*GIVEN TASK*: Can you edit the listing below so that each "spot every instance" reads "mark every instance" and nothing else changes?

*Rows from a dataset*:
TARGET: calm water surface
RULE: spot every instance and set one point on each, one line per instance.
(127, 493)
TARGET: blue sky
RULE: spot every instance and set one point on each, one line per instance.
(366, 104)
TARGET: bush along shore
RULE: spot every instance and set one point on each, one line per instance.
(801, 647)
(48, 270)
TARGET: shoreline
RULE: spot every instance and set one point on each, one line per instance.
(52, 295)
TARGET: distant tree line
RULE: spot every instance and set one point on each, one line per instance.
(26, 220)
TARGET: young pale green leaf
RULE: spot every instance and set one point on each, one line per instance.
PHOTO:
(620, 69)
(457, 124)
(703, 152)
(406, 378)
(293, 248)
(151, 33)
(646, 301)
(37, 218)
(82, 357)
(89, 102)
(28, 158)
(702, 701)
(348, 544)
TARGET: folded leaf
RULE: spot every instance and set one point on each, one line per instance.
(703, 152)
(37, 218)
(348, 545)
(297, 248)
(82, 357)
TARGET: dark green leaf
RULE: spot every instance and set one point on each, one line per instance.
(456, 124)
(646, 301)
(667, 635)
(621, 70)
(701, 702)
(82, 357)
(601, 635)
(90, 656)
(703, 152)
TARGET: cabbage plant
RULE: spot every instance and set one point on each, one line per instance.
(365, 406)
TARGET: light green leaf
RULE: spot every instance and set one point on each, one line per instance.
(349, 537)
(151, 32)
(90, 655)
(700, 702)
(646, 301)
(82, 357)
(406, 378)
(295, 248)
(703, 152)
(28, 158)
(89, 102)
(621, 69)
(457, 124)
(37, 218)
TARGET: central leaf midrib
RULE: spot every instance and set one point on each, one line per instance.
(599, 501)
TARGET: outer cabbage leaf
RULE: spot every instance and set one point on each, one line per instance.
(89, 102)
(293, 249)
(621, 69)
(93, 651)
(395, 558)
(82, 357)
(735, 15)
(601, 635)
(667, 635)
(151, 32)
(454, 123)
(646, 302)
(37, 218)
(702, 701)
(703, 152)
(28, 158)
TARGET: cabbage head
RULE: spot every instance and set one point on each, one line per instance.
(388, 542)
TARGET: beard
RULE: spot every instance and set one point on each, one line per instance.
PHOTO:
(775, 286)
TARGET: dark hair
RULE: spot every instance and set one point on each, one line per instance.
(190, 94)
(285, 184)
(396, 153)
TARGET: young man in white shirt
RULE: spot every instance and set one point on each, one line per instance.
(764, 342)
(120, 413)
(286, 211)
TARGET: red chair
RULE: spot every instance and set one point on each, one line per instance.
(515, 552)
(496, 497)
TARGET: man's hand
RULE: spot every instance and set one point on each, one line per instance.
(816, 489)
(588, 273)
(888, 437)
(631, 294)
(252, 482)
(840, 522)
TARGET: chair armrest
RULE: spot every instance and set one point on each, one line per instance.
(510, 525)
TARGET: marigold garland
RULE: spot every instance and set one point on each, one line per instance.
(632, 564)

*SOLUTION FOR THIS PROBLEM*:
TARGET: calm water surface
RULE: mark every instance and set one point on each, one line per instance.
(127, 493)
TARGET: blue sky
RULE: mark every instance and set one point on each, one line per instance.
(366, 104)
TARGET: bush along shore
RULE: mark every instance and set one point on each, one line per instance.
(801, 647)
(48, 270)
TARGET: shoreline
RULE: mark every instance and set one point on each, one line per instance.
(52, 295)
TARGET: distant tree line
RULE: mark every instance and set one point on each, one line per instance.
(26, 220)
TARGET: young pale green leaf
RULE: mark every instance and set one point on each, one line per instance.
PHOTO:
(620, 69)
(457, 124)
(703, 152)
(406, 378)
(293, 248)
(151, 33)
(646, 301)
(37, 218)
(82, 357)
(89, 102)
(28, 158)
(702, 701)
(348, 544)
TARGET: folded leaf
RULE: mark every instance and set one point on each, one line per instance.
(703, 152)
(37, 218)
(348, 545)
(297, 248)
(82, 357)
TARGET: dark green leaf
RULE: mark every instance and set one point on each, one line per instance.
(456, 124)
(646, 301)
(667, 635)
(621, 70)
(701, 702)
(82, 357)
(601, 635)
(90, 656)
(703, 152)
TARGET: cabbage plant
RULE: mark every instance and set one point on each, one line per instance.
(365, 406)
TARGET: light green leaf
RULE: mark every instance and set one point on each, one line per instance.
(349, 537)
(151, 32)
(90, 655)
(700, 702)
(646, 301)
(82, 357)
(406, 378)
(295, 248)
(703, 152)
(28, 158)
(89, 102)
(621, 69)
(457, 124)
(37, 218)
TARGET: central leaf midrib
RULE: mark every instance and set one point on each, one line per instance.
(599, 501)
TARGET: outer cabbage leaf
RULE: mark every instance and set one point on each, one line per instance.
(89, 102)
(293, 249)
(621, 69)
(93, 651)
(395, 558)
(82, 357)
(735, 15)
(601, 635)
(667, 635)
(151, 32)
(454, 123)
(646, 302)
(37, 218)
(702, 701)
(703, 152)
(28, 158)
TARGET: cabbage head
RULE: mark every instance and set one point on each, one line per instance.
(388, 542)
TARGET: beard
RULE: mark every instance and set one point on each, one line per instance.
PHOTO:
(775, 286)
TARGET: dark hair
RULE: mark every instance and set one point on each, one line per instance.
(190, 94)
(285, 184)
(396, 153)
TARGET: young man in white shirt
RULE: mark every instance and set one point on each, one line per instance.
(764, 342)
(120, 413)
(286, 211)
TARGET: red chair
RULE: mark every instance and set one point on each, one line per instance.
(515, 552)
(496, 497)
TARGET: man's hand
RULE: mark every instance and set one point on each, one line per instance.
(816, 489)
(588, 273)
(888, 437)
(631, 294)
(252, 482)
(840, 522)
TARGET: chair armrest
RULE: mark every instance and set one point on each, one line per instance.
(510, 525)
TARGET: marigold garland
RULE: mark every instance and set one point on each, one line per instance.
(632, 564)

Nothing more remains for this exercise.